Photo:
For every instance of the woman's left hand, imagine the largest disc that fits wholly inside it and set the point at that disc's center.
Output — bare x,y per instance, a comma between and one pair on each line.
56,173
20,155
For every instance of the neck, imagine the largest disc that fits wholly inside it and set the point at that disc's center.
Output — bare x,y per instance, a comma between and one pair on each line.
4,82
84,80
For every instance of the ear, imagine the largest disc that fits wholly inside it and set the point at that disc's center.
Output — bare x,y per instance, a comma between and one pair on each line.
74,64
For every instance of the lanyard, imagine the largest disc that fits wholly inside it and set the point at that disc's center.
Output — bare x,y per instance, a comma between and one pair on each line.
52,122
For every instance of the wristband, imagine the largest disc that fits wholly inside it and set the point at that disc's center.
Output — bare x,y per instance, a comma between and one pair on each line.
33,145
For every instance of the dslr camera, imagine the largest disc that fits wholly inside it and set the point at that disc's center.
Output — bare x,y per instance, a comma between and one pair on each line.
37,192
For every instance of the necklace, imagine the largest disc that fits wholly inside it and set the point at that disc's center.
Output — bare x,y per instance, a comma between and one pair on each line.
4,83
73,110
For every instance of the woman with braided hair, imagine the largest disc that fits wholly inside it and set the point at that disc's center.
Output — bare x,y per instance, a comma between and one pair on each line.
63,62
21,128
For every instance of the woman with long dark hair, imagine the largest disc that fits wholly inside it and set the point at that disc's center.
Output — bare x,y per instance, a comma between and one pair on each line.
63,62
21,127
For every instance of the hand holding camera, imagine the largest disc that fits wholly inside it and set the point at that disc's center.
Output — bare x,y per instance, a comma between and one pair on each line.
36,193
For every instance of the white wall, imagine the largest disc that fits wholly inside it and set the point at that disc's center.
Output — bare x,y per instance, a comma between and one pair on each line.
__________________________________________________
▶ Task instructions
Can you rewrite the listing above with "largest disc" changed to "biggest circle" wherever it occurs and everything else left exactly the same?

▶ Response to this exercise
Photo:
For every instance of the woman's left hand, imagine the biggest circle that fits wholly inside it and set the point at that disc's center.
Output — bare x,y per instance, a comma between and one pair on each line.
56,173
20,155
For every instance of the neck, imagine the biggest circle that fits wholly inside it and set the point at that disc's center.
Output — bare x,y per instance, a comma between and one pair on each line.
4,82
84,80
For every instance of the ear, imagine the biggest circle that fits wholly inside it and set the point at that disc's center.
Output — bare x,y per instance, a comma between and one pair on each line.
74,64
For every instance of the lanyard, imagine the biggest circle that fits wholly inside it and set the point at that disc's center.
Output — bare x,y per instance, a comma between and one pair on each line.
52,122
For every instance of the wristband, imagine the biggest circle that fits wholly inside it and set the point at that disc's center.
Output — bare x,y per instance, a comma between and one pair on each line.
33,145
For every instance of the dslr camera, imagine the biggest circle that fits wholly inside it and set the point at that disc's center.
Output — bare x,y per instance, a comma between and one pair on each line.
37,192
For every instance of the necklace, imagine the biggest circle that fits wholly inside it and set the point at that disc's center.
Output — bare x,y per instance, a comma between and one pair on each line.
4,83
73,110
For every instance of the woman with braided hair, imagine the biggest circle that fits wholly inside it and set the point at that disc's center.
Output — bare x,y per instance, a comma between and one pair on each line.
63,62
21,128
For every instance of the woman with long dark hair, imagine the biggest circle that fits wholly inside it and set the point at that disc's center.
Output — bare x,y per instance, a comma between and one pair on each line.
63,62
21,127
For every instance of the hand holding camera, imagine the biggest circle that fits wholly inside it and set the point at that disc's center.
Output — bare x,y per instance, a comma between and one pair on each line.
36,193
For every instance of the white wall, imagine the biggest circle that fits wholly inside it and set the point at that disc's center.
Output — bare x,y per instance, a comma between and one pair on each line.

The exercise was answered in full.